**Stored entries:**
==================================================
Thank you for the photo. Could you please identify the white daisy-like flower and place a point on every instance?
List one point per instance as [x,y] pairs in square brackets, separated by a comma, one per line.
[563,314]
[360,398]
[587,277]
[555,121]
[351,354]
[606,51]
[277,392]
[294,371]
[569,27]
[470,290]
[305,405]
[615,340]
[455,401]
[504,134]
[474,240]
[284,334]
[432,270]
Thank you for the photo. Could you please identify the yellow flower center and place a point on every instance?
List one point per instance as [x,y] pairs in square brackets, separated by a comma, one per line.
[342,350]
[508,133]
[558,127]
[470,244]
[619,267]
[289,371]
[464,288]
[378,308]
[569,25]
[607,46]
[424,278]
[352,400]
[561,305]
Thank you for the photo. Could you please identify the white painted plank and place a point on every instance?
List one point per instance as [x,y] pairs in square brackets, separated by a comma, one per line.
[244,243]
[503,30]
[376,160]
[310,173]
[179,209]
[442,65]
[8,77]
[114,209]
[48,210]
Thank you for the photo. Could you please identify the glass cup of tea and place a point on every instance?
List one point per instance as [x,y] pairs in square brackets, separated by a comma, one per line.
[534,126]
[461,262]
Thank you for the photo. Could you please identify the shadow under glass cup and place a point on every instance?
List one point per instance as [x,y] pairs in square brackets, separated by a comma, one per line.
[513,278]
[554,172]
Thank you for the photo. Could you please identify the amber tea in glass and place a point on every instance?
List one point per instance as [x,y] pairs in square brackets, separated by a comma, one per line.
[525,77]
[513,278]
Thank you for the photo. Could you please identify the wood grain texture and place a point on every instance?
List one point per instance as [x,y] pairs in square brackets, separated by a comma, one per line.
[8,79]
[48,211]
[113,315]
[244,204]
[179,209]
==================================================
Nothing but the lines from the one that contains "plank and place a point on every instance?" through the end of the data above should appear, each reproduced exactly.

**ANSWER TO THIS EXERCISE:**
Thank you for the photo. Could you please identify the white painted plank and place a point on every instance?
List one point per instance as [x,y] pairs in square brackets, separated by a comma, one per line.
[244,243]
[503,30]
[376,160]
[310,173]
[179,209]
[442,65]
[8,77]
[114,209]
[48,210]
Thank you for the photo. Could you please identify the glass cup of tea and place a point on every instance?
List one point per instance as [x,y] pairs in square brackets, separated by a comma, one per line.
[534,126]
[461,262]
Thank you for the photo. Could you please identify the shadow under glass cup and place a point on every instance?
List one point per instance as [x,y] pairs in square brackets, separated by a comma, one per line.
[513,278]
[554,172]
Thank you for the photo. Could you please identify the amber tea in glass and place a point on every instance?
List one point per instance as [x,y] pairs in square brackets, separated by a comma, one per line.
[525,77]
[513,278]
Thank you for the photo. Could you please identify the wood grain texture and place a point on every instance?
List one point per instance as [x,y] pairs in square brackets, separated by a comma, one per line.
[8,79]
[48,211]
[113,315]
[244,204]
[179,209]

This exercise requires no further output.